* SUPPLIED DATA:
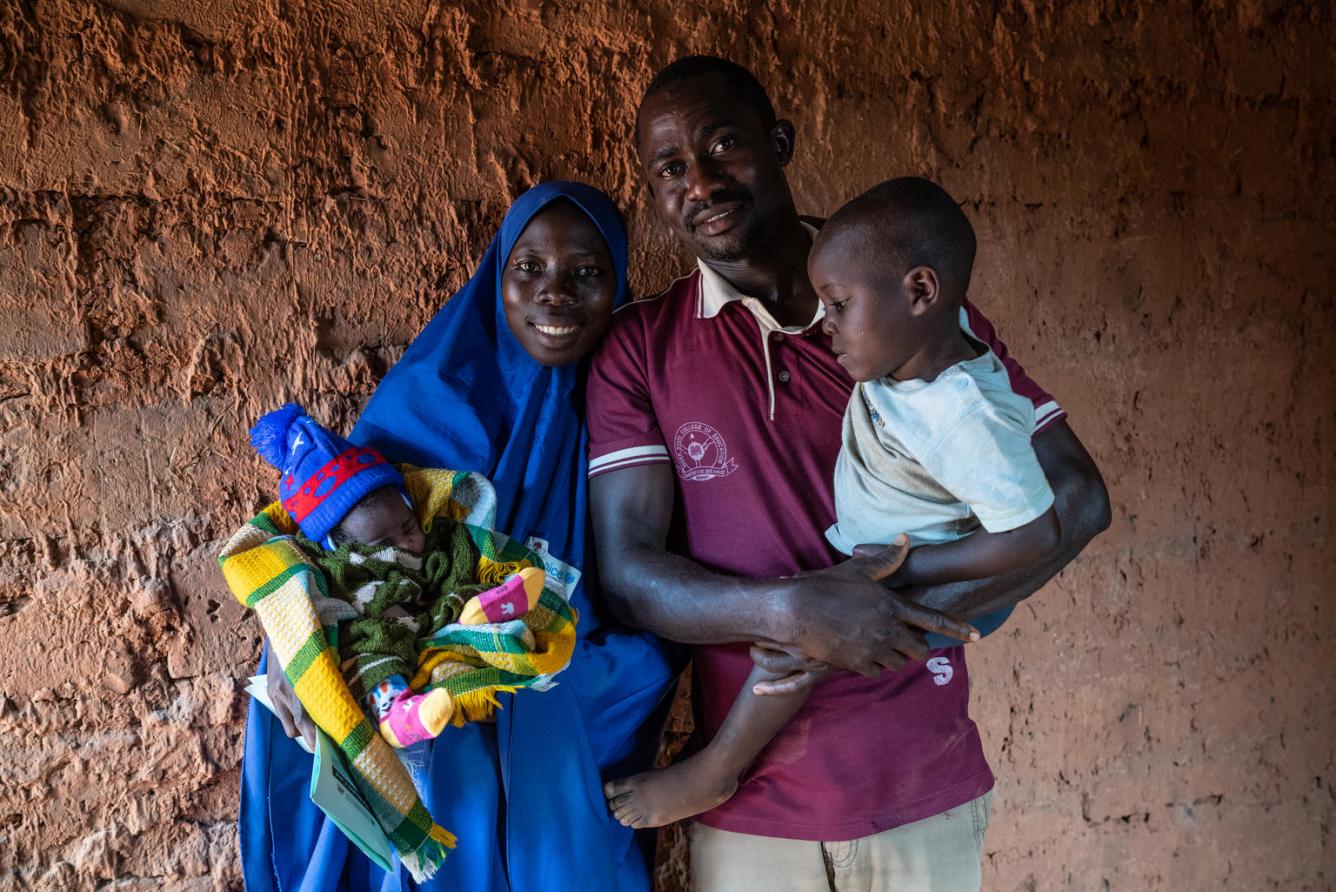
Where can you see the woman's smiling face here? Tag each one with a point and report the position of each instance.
(559, 285)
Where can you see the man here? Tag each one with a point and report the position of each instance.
(715, 421)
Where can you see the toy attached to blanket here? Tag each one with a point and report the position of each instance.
(398, 580)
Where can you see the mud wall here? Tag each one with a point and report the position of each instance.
(206, 208)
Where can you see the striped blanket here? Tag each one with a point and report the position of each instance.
(267, 572)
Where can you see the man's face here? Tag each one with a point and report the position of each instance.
(559, 286)
(715, 172)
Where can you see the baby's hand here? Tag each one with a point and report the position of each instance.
(286, 705)
(799, 672)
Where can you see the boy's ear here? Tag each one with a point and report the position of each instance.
(922, 287)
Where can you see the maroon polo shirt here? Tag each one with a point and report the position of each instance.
(750, 415)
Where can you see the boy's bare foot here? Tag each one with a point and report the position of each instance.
(679, 791)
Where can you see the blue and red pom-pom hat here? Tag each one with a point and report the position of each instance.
(323, 476)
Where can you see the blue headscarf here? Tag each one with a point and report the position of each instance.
(523, 795)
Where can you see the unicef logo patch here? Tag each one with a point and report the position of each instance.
(700, 453)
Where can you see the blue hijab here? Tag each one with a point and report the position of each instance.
(524, 795)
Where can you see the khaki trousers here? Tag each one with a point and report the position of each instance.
(939, 853)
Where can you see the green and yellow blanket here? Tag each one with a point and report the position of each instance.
(269, 572)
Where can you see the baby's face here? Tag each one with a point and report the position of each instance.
(384, 518)
(867, 314)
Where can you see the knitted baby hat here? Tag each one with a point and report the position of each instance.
(323, 476)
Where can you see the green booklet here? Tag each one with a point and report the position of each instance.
(334, 792)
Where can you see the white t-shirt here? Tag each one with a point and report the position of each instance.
(937, 460)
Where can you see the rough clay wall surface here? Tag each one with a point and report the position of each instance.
(210, 207)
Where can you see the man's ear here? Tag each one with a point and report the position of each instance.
(782, 138)
(922, 287)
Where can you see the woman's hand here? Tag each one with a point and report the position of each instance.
(286, 705)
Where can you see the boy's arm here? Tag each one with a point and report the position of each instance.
(979, 554)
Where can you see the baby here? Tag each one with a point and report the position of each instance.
(935, 446)
(401, 584)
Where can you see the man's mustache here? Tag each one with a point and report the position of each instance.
(718, 198)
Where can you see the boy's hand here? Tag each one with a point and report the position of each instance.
(799, 672)
(286, 705)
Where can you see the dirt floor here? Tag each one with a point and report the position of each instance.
(210, 207)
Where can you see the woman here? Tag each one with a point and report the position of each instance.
(494, 385)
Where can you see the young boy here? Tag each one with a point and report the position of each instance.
(935, 446)
(398, 582)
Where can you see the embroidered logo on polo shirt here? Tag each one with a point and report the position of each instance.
(700, 453)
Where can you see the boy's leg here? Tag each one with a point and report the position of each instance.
(710, 777)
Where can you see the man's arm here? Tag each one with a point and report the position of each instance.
(842, 616)
(1081, 502)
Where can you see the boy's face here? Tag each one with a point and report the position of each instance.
(384, 518)
(867, 310)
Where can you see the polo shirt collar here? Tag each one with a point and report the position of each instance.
(716, 291)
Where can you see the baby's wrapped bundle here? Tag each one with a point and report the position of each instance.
(270, 572)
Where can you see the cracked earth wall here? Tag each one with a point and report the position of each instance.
(206, 208)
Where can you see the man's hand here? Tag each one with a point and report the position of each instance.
(845, 616)
(286, 705)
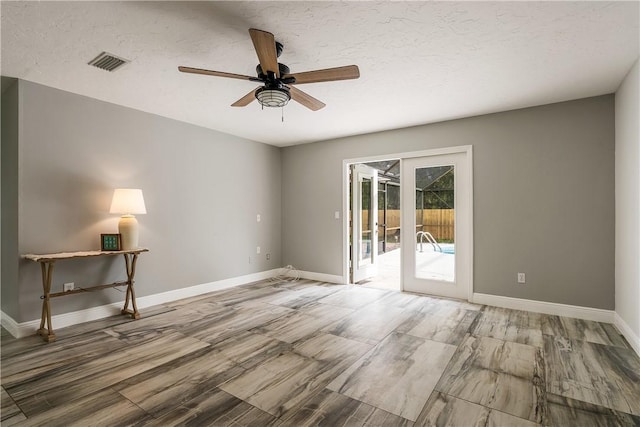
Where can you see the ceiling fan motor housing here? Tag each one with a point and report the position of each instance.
(283, 69)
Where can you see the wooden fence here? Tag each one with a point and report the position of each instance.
(439, 222)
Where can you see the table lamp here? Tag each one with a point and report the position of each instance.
(128, 201)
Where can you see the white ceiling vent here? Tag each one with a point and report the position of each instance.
(107, 61)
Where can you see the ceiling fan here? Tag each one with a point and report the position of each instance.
(278, 82)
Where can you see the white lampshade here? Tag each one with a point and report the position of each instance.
(128, 201)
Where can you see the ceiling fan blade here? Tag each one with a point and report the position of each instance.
(216, 73)
(245, 100)
(265, 45)
(305, 99)
(327, 75)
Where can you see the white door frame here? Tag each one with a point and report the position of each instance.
(468, 149)
(362, 272)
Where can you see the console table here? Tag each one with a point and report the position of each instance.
(47, 262)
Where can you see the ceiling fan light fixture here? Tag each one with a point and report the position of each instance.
(273, 97)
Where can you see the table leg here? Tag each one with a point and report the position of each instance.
(46, 333)
(130, 264)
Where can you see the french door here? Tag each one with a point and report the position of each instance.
(437, 226)
(364, 222)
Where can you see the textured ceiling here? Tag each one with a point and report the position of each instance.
(420, 62)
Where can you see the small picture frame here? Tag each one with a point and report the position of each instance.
(110, 242)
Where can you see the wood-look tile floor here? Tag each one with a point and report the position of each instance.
(307, 353)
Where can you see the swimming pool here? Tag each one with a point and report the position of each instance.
(448, 248)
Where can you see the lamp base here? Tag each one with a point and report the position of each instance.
(128, 228)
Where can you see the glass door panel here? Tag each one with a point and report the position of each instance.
(436, 194)
(364, 220)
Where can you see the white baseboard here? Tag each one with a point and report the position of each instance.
(627, 332)
(575, 311)
(24, 329)
(320, 277)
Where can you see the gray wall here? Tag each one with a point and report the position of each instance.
(203, 190)
(543, 198)
(628, 201)
(9, 197)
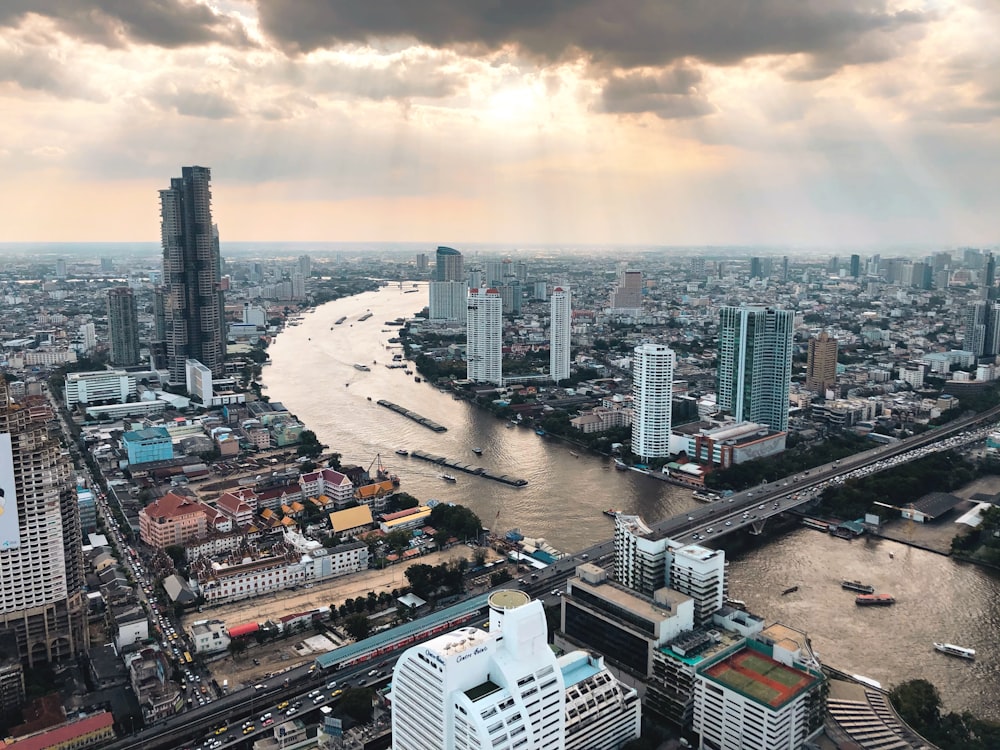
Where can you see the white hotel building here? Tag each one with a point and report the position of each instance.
(652, 393)
(484, 331)
(560, 327)
(505, 690)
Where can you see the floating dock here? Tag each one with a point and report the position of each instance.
(478, 471)
(412, 415)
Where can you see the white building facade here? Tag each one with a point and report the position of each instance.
(484, 332)
(560, 328)
(471, 689)
(652, 394)
(448, 300)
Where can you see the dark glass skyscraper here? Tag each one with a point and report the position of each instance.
(449, 265)
(192, 296)
(123, 324)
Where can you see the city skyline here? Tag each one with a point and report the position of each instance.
(873, 124)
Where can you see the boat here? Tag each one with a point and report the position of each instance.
(952, 650)
(861, 588)
(874, 600)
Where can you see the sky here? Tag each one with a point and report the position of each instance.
(812, 123)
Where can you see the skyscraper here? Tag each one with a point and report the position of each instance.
(755, 364)
(484, 336)
(560, 325)
(821, 365)
(123, 325)
(628, 294)
(449, 265)
(652, 394)
(193, 300)
(41, 557)
(505, 690)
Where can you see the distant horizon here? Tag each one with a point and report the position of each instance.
(95, 249)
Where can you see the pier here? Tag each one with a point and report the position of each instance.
(412, 415)
(478, 471)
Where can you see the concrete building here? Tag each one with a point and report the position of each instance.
(123, 326)
(472, 689)
(755, 364)
(41, 549)
(484, 332)
(821, 365)
(646, 561)
(448, 265)
(192, 294)
(150, 444)
(560, 330)
(447, 301)
(652, 396)
(198, 381)
(115, 386)
(759, 694)
(209, 636)
(627, 296)
(626, 626)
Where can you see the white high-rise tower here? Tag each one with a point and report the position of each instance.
(484, 332)
(652, 393)
(560, 324)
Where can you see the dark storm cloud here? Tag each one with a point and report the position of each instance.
(115, 23)
(612, 33)
(670, 94)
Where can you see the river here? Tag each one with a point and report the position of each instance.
(313, 375)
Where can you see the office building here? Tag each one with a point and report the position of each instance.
(193, 300)
(821, 364)
(505, 690)
(646, 561)
(755, 364)
(41, 553)
(855, 266)
(448, 301)
(484, 336)
(449, 265)
(101, 386)
(982, 329)
(652, 394)
(627, 297)
(765, 692)
(472, 689)
(560, 329)
(123, 326)
(627, 626)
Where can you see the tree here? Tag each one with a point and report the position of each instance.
(357, 626)
(357, 704)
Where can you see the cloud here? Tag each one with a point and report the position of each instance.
(613, 33)
(670, 94)
(116, 23)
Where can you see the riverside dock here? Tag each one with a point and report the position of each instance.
(478, 471)
(412, 415)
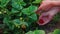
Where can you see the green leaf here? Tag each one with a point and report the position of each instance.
(17, 23)
(36, 32)
(57, 31)
(3, 3)
(18, 4)
(57, 17)
(14, 11)
(29, 10)
(33, 16)
(37, 1)
(39, 32)
(30, 32)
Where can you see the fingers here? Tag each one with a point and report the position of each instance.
(46, 17)
(45, 6)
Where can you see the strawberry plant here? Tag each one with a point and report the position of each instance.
(19, 17)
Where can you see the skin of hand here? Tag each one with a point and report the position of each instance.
(46, 6)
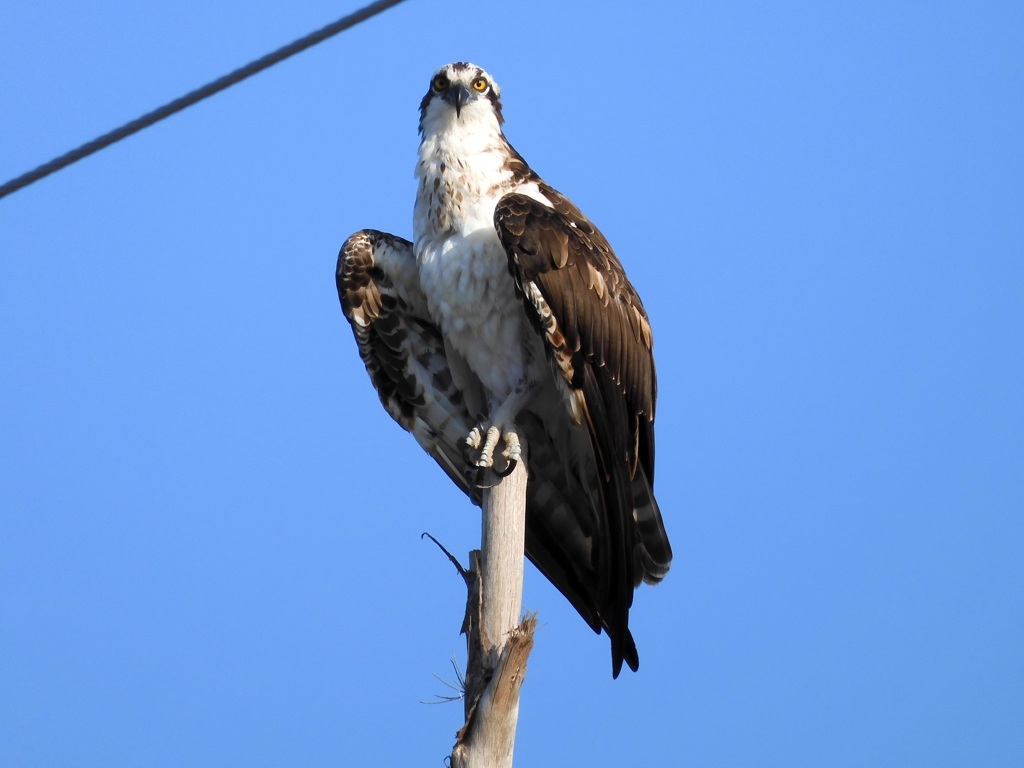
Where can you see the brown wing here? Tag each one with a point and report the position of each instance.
(401, 348)
(599, 340)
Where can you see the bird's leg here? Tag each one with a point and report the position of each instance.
(501, 427)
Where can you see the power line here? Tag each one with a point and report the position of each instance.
(197, 95)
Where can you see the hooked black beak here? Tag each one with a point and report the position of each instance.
(457, 95)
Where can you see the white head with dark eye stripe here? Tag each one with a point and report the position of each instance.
(461, 91)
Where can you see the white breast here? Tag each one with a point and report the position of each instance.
(462, 265)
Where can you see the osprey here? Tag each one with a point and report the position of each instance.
(509, 316)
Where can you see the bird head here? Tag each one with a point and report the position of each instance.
(461, 90)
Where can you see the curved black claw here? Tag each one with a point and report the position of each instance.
(508, 470)
(481, 477)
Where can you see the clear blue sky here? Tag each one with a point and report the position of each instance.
(210, 547)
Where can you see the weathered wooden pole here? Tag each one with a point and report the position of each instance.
(498, 644)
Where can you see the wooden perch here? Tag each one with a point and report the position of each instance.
(498, 644)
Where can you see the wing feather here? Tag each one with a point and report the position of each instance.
(597, 334)
(402, 350)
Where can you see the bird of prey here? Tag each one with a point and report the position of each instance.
(507, 331)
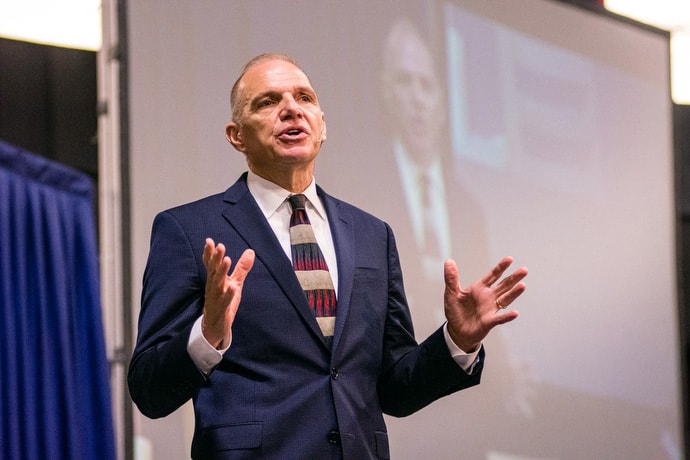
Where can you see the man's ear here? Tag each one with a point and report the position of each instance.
(323, 128)
(234, 136)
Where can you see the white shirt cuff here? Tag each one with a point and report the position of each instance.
(465, 360)
(204, 355)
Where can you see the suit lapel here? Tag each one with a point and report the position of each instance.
(342, 231)
(245, 216)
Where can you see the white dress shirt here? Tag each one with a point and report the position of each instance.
(272, 200)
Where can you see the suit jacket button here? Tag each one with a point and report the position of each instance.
(334, 437)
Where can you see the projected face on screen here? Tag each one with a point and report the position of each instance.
(544, 132)
(412, 91)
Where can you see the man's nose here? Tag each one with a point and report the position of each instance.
(290, 107)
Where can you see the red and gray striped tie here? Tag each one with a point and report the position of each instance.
(311, 268)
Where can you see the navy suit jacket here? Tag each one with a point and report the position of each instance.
(279, 392)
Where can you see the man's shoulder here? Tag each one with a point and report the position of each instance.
(342, 206)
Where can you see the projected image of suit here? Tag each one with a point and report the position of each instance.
(475, 129)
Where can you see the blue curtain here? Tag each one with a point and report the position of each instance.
(54, 378)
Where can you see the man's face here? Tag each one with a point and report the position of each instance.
(281, 123)
(413, 95)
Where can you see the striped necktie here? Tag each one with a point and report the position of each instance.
(311, 268)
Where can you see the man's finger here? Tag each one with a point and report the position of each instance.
(496, 272)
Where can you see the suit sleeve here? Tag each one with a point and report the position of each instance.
(162, 375)
(414, 375)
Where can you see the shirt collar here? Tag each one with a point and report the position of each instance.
(270, 197)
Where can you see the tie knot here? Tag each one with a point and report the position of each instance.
(297, 201)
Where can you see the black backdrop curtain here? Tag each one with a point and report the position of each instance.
(54, 382)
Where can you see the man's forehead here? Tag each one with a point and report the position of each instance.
(275, 74)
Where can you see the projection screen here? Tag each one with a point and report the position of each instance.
(550, 128)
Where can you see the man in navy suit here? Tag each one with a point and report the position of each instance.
(244, 343)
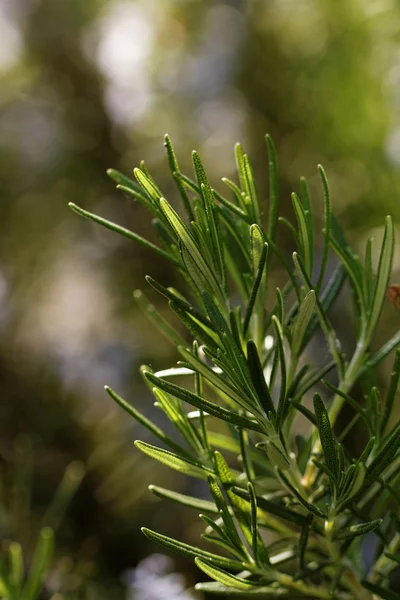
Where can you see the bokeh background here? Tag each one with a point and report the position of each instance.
(91, 84)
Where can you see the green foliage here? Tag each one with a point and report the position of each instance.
(247, 370)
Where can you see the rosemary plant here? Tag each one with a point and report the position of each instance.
(287, 514)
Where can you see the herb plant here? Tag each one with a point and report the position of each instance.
(288, 515)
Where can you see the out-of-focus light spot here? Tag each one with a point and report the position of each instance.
(125, 41)
(393, 146)
(153, 580)
(11, 42)
(3, 296)
(120, 44)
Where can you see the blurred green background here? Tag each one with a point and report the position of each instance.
(92, 84)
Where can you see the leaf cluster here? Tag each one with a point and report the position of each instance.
(286, 514)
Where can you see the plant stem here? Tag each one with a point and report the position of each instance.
(349, 378)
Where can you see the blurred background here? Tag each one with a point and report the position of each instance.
(87, 85)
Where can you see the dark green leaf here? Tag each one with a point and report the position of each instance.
(258, 379)
(192, 502)
(273, 188)
(326, 436)
(191, 551)
(391, 394)
(380, 592)
(174, 167)
(124, 232)
(183, 465)
(327, 228)
(223, 576)
(203, 404)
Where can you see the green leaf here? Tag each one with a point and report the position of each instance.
(200, 332)
(189, 243)
(214, 378)
(327, 228)
(303, 318)
(304, 411)
(328, 296)
(174, 167)
(258, 379)
(356, 530)
(232, 207)
(203, 404)
(350, 261)
(191, 551)
(259, 275)
(183, 465)
(353, 403)
(148, 185)
(223, 590)
(238, 369)
(379, 591)
(259, 550)
(304, 242)
(170, 294)
(124, 232)
(326, 436)
(303, 541)
(273, 188)
(395, 557)
(383, 459)
(310, 507)
(283, 400)
(237, 194)
(230, 527)
(192, 502)
(223, 576)
(16, 575)
(40, 562)
(160, 323)
(383, 352)
(383, 276)
(391, 394)
(140, 418)
(326, 327)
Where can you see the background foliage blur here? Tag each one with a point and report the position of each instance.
(88, 85)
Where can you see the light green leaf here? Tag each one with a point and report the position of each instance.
(191, 551)
(356, 530)
(302, 321)
(188, 241)
(223, 576)
(380, 592)
(304, 242)
(383, 276)
(273, 188)
(192, 502)
(202, 403)
(328, 442)
(124, 232)
(174, 167)
(327, 228)
(40, 562)
(140, 418)
(183, 465)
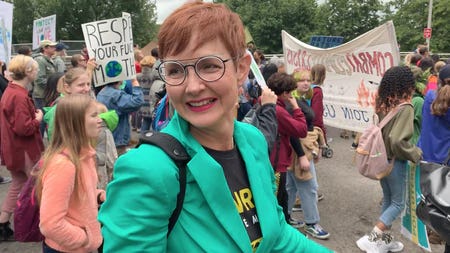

* WHAT YOU ARE ASKED TO DO: From the items above, pull out every line that contains the word "building" and copy each of those lines in full.

* TASK ANSWER:
Where can you see the white hotel building here? Tag each one with a point and report the position of each instance.
Where can you see the white building facade here? Tag each one with a point and report the position of each instance.
Where can you see the concrete building here? Tag each one with a point and report the position of each instance.
Where can you see the office building here? Tag each one with a point and report the position of each instance.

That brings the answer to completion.